■ **What to produce**: Starting at the beginning of the data and ending with the line that contains "186 145 L 197", write out every line again, requests included, and raise each coordinate in the answers by 45.

■ **Records to process**:
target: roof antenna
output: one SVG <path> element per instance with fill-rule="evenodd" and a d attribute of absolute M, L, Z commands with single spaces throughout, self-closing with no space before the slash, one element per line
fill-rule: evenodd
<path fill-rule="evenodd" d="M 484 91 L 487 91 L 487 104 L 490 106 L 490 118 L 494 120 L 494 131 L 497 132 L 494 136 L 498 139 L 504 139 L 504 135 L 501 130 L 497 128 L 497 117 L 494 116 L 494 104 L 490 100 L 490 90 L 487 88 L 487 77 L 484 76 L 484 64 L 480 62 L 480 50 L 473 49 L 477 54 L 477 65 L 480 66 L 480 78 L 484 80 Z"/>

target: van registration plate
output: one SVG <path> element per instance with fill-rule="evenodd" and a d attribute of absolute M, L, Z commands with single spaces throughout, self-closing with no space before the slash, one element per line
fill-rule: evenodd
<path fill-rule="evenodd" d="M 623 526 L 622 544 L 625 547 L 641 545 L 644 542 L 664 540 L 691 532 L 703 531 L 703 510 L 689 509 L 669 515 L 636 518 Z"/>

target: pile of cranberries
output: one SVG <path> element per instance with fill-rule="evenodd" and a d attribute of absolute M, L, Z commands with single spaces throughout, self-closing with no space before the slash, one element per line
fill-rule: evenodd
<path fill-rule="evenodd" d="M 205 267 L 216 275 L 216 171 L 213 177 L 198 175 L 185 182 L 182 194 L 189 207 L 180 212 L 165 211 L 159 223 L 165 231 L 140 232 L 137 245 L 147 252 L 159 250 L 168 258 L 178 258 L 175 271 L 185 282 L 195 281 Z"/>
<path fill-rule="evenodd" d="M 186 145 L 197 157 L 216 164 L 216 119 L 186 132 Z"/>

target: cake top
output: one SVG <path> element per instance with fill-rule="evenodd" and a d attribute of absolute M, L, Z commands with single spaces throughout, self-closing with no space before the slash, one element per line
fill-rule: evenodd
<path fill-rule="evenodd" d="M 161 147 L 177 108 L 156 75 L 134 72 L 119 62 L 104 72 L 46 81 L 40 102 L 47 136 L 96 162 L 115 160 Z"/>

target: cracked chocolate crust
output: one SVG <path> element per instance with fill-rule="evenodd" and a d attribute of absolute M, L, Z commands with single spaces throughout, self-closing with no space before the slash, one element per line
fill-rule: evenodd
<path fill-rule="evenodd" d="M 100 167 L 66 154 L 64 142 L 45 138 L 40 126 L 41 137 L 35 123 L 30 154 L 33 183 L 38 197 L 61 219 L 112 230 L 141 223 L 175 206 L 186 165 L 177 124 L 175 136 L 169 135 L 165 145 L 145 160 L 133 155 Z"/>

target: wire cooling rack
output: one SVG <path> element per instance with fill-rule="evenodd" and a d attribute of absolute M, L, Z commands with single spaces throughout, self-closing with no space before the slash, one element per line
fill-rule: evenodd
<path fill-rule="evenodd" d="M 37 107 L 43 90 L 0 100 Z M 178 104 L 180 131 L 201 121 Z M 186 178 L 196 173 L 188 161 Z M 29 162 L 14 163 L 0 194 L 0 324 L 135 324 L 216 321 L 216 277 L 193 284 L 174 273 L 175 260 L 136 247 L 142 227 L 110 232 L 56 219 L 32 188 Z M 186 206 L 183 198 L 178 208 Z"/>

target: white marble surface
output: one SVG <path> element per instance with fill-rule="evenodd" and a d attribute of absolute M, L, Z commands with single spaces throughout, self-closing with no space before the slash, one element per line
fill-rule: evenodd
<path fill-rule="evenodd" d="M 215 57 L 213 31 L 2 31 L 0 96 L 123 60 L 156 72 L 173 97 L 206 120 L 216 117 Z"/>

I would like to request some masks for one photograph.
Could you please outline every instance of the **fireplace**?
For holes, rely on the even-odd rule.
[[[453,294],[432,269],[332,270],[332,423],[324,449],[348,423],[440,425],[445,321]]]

■ **Answer to this problem**:
target: roof antenna
output: one SVG <path> element per instance with fill-rule="evenodd" and a d attribute of absolute M, L, Z commands with single spaces throughout, self-closing with no space before the slash, one element per line
fill-rule: evenodd
<path fill-rule="evenodd" d="M 529 136 L 532 136 L 532 149 L 535 151 L 535 163 L 539 165 L 539 176 L 542 177 L 539 181 L 543 184 L 549 184 L 549 180 L 546 175 L 542 173 L 542 162 L 539 161 L 539 149 L 535 145 L 535 135 L 532 133 L 532 122 L 529 121 L 529 109 L 525 107 L 525 95 L 518 94 L 522 99 L 522 110 L 525 111 L 525 123 L 529 125 Z"/>

target: van registration plate
output: one SVG <path> element per instance with fill-rule="evenodd" and a d attribute of absolute M, L, Z commands with single spaces throughout, self-closing with no space before the slash, one element per line
fill-rule: evenodd
<path fill-rule="evenodd" d="M 668 571 L 667 589 L 670 592 L 686 590 L 689 587 L 709 585 L 736 577 L 748 576 L 748 555 L 734 554 L 714 560 L 681 563 Z"/>

target: pile of cranberries
output: one SVG <path> element per instance with fill-rule="evenodd" and a d attribute of absolute M, L, Z commands with single spaces throughout, self-closing with no space before the slash, one element per line
fill-rule: evenodd
<path fill-rule="evenodd" d="M 250 312 L 261 320 L 261 216 L 258 222 L 243 220 L 230 227 L 227 239 L 234 252 L 225 257 L 210 256 L 204 268 L 210 276 L 185 277 L 182 290 L 192 297 L 204 295 L 213 303 L 223 303 L 220 316 L 230 327 L 240 326 Z"/>
<path fill-rule="evenodd" d="M 231 190 L 242 202 L 261 209 L 261 164 L 231 177 Z"/>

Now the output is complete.